**Required task A**
In the entries, rewrite the stretch from the line containing "Would you be able to tag each instance of the yellow" through the end of the entries, replacing "yellow and black racket" with "black and yellow racket" and leaving everything else unchanged.

While trying to re-partition a dataframe from S3, I am getting a generic error:
Caused by: org.apache.spark.SparkException: Job aborted due to stage failure: Task 33 in stage 1.0 failed 4 times, most recent failure: Lost task 33.4 in stage 1.0 (TID 88, 172.44.16.141, executor 7): ExecutorLostFailure (executor 7 exited caused by one of the running tasks) Reason: worker lost
When I check the driver logs, I see the same generic error after a warning:
20/07/22 15:47:21 WARN SharedInMemoryCache: Evicting cached table partition metadata from memory due to size constraints (spark.sql.hive.filesourcePartitionFileCacheSize = 262144000 bytes). This may impact query planning performance.
I am unable to understand why I am facing this warning even though I have tuned the Spark rationally.
I read about this warning here.
My Spark configs are:
Workers (8)
Worker Id Address State Cores Memory
worker id add ALIVE 2 (2 Used) 502.1 GB (27.0 GB Used)
worker id add ALIVE 2 (2 Used) 61.8 GB (27.0 GB Used)
worker id add ALIVE 2 (2 Used) 61.8 GB (27.0 GB Used)
worker id add ALIVE 2 (2 Used) 61.8 GB (27.0 GB Used)
Running Applications (1)
Application ID Name Cores Memory/Executor Submitted Time User State Duration
app-id app-name 8 27.0 GB t1 default RUNNING 22 min
Number of rows: 9367548942
Data partitions are: 3046
Code:
!pip install pyspark==2.4.3
import datetime
import os
import pyspark
import pandas
from pyspark.sql import SparkSession
from pyspark.sql import functions as f
from pyspark.sql import types as t
import socket
os.environ['PYSPARK_PYTHON'] = '/opt/app-root/bin/python3'
# os.environ['PYSPARK_DRIVER_PYTHON'] = '/opt/app-root/bin/python3'
# spark.jars.ivy={os.environ['HOME']}
SPARK_CLUSTER = 'spark://'
S3_ENDPOINT = ''
SOURCE_BUCKET = ''
SOURCE_BUCKET_AWS_ACCESS_KEY_ID = ""
SOURCE_BUCKET_AWS_SECRET_ACCESS_KEY = ""
SPARK_APP_NAME = f'repartition - {datetime.datetime.now().strftime("%Y-%m-%d %H:%M")}'
HOSTNAME = socket.gethostbyname(socket.gethostname())
print('Spark Cluster: {}'.format(SPARK_CLUSTER))
print('S3 endpoint: {}'.format(S3_ENDPOINT))
print('Source Bukcet: {}'.format(SOURCE_BUCKET))
print('Spark App Name: {}'.format(SPARK_APP_NAME))
print('Hostname: {}'.format(HOSTNAME))
os.environ['AWS_ACCESS_KEY_ID'] = SOURCE_BUCKET_AWS_ACCESS_KEY_ID
os.environ['AWS_SECRET_ACCESS_KEY'] = SOURCE_BUCKET_AWS_SECRET_ACCESS_KEY
def create_spark_config(spark_cluster, executor_memory='16g', executor_cores='4', max_cores='16'):
print('Spark cluster is: {}'.format(spark_cluster))

[Point labeling entries]
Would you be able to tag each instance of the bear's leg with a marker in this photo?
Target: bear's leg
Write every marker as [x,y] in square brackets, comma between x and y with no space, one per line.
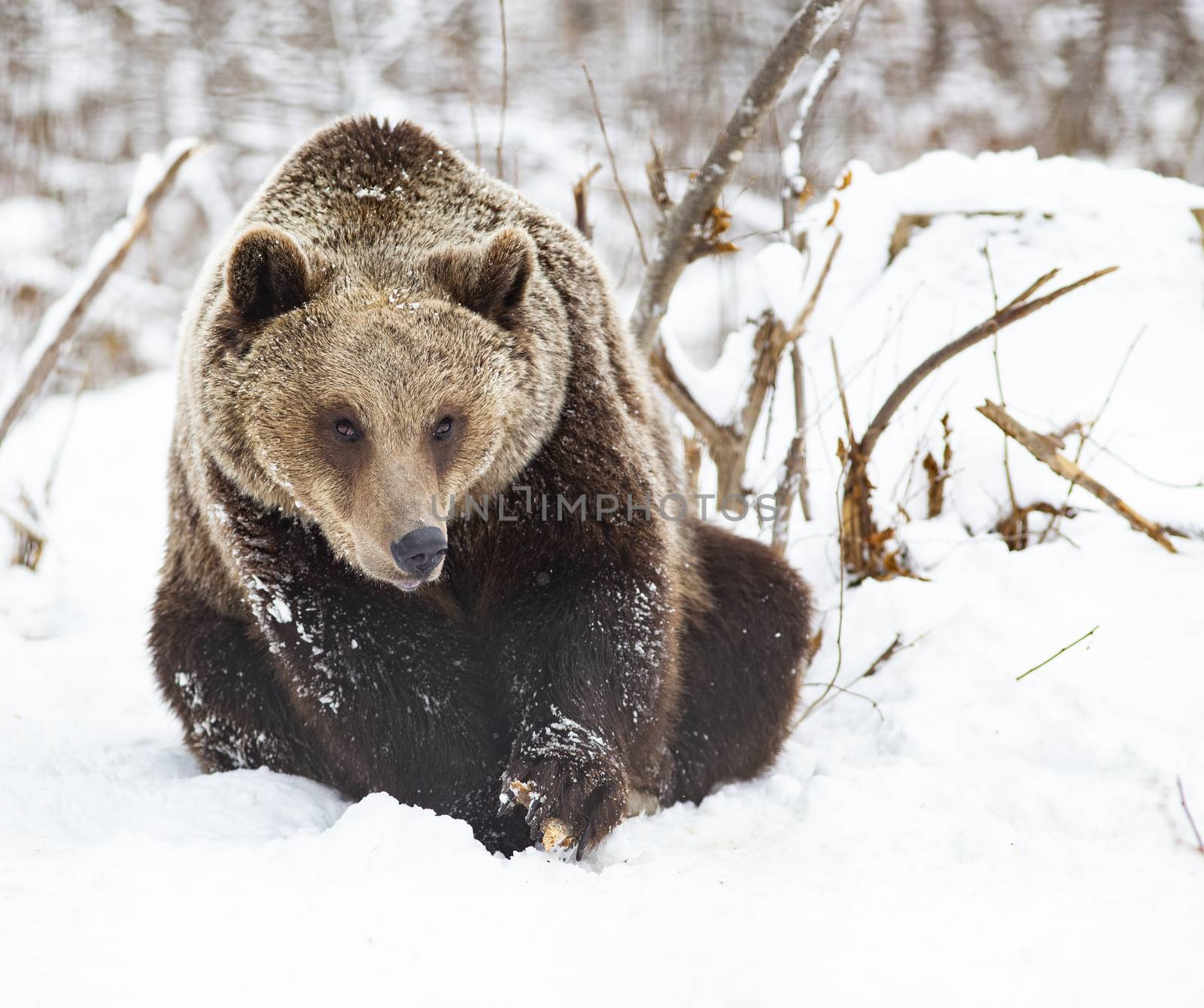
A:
[218,681]
[217,676]
[743,652]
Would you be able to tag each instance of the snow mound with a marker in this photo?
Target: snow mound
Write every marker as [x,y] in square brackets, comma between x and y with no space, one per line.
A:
[942,833]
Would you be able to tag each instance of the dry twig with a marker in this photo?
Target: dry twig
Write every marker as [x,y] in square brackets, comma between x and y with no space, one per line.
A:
[506,76]
[614,168]
[864,544]
[682,234]
[1187,812]
[63,318]
[581,201]
[1041,448]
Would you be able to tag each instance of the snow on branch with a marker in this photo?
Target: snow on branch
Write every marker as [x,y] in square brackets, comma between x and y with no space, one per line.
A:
[683,236]
[62,321]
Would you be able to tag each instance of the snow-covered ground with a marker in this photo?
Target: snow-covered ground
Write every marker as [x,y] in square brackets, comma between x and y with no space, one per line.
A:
[944,835]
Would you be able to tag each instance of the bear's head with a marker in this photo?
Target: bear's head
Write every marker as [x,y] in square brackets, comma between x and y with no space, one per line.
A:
[369,409]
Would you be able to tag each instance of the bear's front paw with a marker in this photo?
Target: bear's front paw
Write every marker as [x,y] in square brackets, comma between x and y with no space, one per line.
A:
[569,801]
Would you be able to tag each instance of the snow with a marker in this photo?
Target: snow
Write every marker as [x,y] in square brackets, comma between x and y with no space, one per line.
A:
[942,835]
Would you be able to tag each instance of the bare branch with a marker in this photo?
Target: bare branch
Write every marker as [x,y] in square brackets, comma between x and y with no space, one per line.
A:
[506,75]
[794,481]
[1041,448]
[1013,312]
[63,318]
[683,223]
[1187,812]
[614,169]
[656,180]
[581,203]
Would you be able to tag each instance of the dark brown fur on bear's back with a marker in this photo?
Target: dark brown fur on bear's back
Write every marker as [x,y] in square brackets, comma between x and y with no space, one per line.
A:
[590,659]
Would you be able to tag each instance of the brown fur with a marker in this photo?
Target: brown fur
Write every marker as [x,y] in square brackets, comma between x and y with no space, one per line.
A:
[379,277]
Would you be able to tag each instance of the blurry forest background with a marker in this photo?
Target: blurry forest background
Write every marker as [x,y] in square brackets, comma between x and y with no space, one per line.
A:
[87,87]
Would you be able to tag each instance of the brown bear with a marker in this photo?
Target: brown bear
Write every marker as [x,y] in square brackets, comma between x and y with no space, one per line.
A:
[419,538]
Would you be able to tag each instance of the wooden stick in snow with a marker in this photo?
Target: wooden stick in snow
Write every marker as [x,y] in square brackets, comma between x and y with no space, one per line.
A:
[684,224]
[1041,448]
[62,319]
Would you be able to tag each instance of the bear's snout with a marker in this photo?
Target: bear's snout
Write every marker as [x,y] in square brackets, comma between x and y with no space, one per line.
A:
[419,552]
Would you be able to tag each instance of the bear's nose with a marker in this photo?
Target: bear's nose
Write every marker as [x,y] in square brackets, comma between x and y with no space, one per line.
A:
[419,552]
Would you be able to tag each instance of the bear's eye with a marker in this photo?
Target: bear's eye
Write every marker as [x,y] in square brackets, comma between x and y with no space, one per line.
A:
[345,430]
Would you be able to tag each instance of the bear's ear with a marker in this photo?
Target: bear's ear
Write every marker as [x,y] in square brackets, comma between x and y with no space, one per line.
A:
[266,273]
[491,279]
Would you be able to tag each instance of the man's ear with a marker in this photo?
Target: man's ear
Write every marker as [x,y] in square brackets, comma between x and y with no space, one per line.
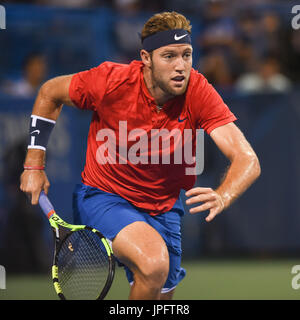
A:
[146,58]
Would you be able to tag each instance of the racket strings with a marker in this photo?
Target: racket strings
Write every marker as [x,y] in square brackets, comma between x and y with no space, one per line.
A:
[83,266]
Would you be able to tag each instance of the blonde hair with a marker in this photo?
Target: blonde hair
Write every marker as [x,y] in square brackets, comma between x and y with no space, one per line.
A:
[165,21]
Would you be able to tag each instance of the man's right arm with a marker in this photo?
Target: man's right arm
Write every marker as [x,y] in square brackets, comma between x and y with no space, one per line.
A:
[49,102]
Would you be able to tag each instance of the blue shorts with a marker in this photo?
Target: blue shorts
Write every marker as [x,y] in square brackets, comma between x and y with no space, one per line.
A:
[110,213]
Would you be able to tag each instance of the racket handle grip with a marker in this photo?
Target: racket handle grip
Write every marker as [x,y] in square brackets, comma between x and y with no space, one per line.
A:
[45,203]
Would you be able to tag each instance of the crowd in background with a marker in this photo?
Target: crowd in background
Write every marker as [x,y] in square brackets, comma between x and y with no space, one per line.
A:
[248,48]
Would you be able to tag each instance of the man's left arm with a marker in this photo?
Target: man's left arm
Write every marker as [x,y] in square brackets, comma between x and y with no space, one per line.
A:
[242,172]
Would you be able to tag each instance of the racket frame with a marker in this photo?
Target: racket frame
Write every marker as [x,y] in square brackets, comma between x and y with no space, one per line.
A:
[58,223]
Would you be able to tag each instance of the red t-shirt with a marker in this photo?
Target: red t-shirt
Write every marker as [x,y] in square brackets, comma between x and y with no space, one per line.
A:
[124,152]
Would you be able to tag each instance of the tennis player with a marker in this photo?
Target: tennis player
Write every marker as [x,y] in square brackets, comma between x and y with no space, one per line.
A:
[127,191]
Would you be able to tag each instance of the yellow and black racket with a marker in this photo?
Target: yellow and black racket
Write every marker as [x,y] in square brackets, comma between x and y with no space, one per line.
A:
[84,264]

**Required task B**
Answer these questions from the Spark repartition post:
(i) How many rows does the data have?
(ii) Which pyspark version does the code install?
(iii) What default value does create_spark_config give executor_memory?

**Complete output A**
Would you be able to tag each instance of the black and yellow racket with a marker in this photo?
Target: black and yellow racket
Write every marker as [x,y] in square brackets, comma between x and y with no space, one per line.
A:
[84,264]

**Complete output B**
(i) 9367548942
(ii) 2.4.3
(iii) '16g'